**AIM OF THE EXERCISE:** Only the lines from the opening of the material through the one containing "In this exercise you will label every instance of the crowd" should be reproduced, each exactly as it stands.

**SUPPLIED DATA:**
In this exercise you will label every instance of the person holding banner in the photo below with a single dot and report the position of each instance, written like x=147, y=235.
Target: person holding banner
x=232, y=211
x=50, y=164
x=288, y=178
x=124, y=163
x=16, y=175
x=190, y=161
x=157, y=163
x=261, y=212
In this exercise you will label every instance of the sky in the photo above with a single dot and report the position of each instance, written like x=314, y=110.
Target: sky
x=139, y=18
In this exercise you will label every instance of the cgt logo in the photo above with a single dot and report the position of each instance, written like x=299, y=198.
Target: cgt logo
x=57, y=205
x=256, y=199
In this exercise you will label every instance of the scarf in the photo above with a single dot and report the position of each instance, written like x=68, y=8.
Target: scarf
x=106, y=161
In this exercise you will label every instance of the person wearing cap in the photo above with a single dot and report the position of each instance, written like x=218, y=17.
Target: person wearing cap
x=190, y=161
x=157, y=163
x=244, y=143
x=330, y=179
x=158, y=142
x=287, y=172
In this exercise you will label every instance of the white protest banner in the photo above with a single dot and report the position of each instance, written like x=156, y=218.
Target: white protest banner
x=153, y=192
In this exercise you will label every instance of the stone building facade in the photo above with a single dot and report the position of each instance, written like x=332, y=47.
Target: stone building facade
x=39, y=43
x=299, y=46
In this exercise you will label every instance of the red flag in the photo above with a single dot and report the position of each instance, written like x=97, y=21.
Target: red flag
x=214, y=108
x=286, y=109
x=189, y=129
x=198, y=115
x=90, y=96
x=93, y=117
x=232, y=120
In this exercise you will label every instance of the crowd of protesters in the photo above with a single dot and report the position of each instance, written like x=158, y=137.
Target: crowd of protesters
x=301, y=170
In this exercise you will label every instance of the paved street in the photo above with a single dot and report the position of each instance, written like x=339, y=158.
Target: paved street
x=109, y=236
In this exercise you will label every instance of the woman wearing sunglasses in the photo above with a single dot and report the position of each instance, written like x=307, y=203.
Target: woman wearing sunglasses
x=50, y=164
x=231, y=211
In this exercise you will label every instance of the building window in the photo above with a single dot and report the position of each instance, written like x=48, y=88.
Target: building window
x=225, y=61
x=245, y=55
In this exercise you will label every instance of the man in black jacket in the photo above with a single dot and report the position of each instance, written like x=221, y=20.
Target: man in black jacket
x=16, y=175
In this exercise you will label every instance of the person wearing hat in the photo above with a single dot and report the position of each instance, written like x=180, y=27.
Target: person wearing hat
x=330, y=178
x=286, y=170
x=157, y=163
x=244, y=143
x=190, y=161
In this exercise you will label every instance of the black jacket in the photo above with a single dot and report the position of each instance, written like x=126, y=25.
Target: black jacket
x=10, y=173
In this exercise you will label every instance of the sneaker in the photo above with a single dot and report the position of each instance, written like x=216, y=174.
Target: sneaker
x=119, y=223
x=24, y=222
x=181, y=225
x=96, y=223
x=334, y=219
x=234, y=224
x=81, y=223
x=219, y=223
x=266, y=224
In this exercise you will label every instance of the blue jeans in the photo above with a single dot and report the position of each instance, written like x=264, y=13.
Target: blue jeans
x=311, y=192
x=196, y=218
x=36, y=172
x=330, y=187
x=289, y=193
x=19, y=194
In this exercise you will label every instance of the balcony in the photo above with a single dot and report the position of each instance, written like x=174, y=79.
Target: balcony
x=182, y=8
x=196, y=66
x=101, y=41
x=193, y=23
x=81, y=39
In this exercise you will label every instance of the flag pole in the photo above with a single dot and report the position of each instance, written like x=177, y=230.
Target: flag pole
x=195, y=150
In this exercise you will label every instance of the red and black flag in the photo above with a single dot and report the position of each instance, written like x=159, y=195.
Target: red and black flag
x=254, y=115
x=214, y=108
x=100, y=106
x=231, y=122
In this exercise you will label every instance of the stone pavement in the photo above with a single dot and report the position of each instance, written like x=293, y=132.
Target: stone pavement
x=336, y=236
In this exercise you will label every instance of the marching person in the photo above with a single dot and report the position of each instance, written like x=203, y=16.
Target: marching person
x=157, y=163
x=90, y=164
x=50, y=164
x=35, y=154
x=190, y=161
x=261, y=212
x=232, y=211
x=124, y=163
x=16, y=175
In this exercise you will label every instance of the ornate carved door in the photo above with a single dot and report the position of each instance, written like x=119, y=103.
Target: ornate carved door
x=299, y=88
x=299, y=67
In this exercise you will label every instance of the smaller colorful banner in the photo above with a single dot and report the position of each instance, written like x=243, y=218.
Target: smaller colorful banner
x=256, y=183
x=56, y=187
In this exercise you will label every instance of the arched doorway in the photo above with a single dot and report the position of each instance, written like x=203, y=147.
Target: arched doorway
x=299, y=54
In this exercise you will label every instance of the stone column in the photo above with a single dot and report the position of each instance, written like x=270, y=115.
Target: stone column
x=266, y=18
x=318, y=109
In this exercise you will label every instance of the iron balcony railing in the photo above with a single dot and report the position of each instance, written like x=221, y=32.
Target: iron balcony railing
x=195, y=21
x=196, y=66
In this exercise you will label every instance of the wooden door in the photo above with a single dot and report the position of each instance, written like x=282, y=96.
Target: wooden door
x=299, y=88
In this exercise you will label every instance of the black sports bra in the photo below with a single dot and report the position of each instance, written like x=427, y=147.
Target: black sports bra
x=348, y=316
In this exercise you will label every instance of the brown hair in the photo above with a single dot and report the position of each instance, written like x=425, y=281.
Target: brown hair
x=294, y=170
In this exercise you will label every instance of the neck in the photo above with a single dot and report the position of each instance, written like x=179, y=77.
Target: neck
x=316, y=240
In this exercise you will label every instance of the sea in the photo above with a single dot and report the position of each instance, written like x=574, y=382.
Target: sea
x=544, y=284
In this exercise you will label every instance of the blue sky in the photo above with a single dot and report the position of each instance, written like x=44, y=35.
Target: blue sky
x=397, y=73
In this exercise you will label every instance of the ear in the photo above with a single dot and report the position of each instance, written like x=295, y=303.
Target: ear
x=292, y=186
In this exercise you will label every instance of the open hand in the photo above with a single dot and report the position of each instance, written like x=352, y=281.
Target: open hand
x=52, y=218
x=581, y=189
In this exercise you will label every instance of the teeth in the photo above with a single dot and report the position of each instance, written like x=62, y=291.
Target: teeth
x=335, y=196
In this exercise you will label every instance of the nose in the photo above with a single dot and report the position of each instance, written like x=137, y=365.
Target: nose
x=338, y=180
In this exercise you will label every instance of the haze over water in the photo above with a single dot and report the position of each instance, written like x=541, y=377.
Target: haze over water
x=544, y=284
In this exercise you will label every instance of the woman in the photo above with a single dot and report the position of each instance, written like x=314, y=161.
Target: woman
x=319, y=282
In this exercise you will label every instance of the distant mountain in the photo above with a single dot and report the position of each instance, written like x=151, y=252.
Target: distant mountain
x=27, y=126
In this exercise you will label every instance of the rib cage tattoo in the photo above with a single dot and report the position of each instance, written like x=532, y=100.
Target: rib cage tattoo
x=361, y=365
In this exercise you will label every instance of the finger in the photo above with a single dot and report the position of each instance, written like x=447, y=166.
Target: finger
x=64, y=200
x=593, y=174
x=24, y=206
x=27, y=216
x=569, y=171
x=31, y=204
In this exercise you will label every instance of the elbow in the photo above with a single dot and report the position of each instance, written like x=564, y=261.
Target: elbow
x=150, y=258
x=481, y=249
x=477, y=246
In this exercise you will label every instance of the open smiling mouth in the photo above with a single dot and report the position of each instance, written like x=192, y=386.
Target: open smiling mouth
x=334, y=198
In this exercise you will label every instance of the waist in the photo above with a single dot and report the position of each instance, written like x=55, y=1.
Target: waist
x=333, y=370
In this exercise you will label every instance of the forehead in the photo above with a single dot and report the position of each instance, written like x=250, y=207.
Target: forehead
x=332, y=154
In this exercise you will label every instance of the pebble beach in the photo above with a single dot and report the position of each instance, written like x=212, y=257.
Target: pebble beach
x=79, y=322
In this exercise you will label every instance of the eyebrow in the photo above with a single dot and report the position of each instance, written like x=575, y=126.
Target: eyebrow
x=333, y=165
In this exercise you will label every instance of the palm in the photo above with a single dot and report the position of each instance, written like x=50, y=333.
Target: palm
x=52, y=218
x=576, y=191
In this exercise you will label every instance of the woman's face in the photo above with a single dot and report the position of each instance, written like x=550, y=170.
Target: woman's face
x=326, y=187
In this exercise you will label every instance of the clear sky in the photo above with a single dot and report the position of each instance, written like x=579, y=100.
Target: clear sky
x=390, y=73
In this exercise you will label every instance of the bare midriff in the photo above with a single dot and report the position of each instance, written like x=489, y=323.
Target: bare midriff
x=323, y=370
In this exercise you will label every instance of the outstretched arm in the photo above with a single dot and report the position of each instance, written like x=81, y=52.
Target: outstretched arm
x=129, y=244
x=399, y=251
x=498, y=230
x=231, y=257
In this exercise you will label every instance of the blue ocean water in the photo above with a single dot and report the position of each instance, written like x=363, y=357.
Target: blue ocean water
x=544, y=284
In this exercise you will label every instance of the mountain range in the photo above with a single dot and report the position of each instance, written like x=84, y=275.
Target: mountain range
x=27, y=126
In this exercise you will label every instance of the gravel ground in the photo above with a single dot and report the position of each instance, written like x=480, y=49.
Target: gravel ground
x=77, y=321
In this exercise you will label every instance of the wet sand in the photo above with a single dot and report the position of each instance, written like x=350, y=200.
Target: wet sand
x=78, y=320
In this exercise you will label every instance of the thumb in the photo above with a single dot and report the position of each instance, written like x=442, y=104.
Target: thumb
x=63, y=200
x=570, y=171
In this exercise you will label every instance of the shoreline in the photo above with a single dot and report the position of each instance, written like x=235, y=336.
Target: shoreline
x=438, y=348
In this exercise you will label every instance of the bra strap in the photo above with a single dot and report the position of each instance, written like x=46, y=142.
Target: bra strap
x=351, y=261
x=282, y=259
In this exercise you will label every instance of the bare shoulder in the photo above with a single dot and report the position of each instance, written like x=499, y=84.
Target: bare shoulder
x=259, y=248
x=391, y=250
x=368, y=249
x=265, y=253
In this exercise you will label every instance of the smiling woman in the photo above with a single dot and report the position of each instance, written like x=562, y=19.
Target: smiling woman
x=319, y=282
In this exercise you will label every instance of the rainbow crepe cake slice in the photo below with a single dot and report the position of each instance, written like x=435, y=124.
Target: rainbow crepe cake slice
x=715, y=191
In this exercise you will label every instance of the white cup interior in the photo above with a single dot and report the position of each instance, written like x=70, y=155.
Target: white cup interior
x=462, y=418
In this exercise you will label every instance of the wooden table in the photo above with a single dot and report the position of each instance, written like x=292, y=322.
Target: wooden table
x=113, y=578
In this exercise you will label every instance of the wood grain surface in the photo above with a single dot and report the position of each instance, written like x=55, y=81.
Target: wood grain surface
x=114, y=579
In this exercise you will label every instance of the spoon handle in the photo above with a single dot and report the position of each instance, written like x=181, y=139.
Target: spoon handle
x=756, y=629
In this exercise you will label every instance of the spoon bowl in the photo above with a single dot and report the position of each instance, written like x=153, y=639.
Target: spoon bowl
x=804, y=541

**OUTPUT OF THE EXERCISE:**
In this exercise you will label every instance of the person holding banner in the photo below with a single dot and report the position of each instance, written like x=147, y=235.
Target: person holding banner
x=232, y=211
x=50, y=164
x=288, y=178
x=124, y=163
x=16, y=175
x=190, y=161
x=157, y=163
x=261, y=212
In this exercise you will label every instance of the sky in the photo above with a single dot and report the position of each instance, written like x=314, y=110.
Target: sky
x=139, y=18
In this exercise you will label every instance of the cgt logo in the photo above with a single dot and report the position of each instance, written like x=299, y=198.
Target: cgt logo
x=57, y=205
x=256, y=199
In this exercise you will label every instance of the scarf in the photo above with a single dot and report the position of each instance, written like x=68, y=8.
Target: scarf
x=106, y=161
In this exercise you will label every instance of the person wearing cap in the photo above with a single dot and report the position of each instance, written like x=218, y=17.
Target: person wearing cap
x=190, y=161
x=157, y=163
x=244, y=143
x=330, y=179
x=158, y=142
x=287, y=172
In this exercise you will label every instance of the white protest banner in the photo above with a single dot and report the position of each instance, written like x=156, y=218.
Target: white protest banner
x=153, y=192
In this exercise you will label every instance of the stone building facade in the photo above with a single dot and report the position of each instance, written like x=332, y=47.
Target: stone building facade
x=39, y=43
x=299, y=46
In this exercise you will label every instance of the red flag in the photo above with a single dot and report the position of each instance, written like x=97, y=21.
Target: red flag
x=214, y=108
x=286, y=109
x=189, y=129
x=198, y=115
x=90, y=96
x=93, y=117
x=232, y=120
In this exercise you will label every instance of the crowd of protesters in the photo above with a single dot and report the position of each instance, written like x=158, y=137.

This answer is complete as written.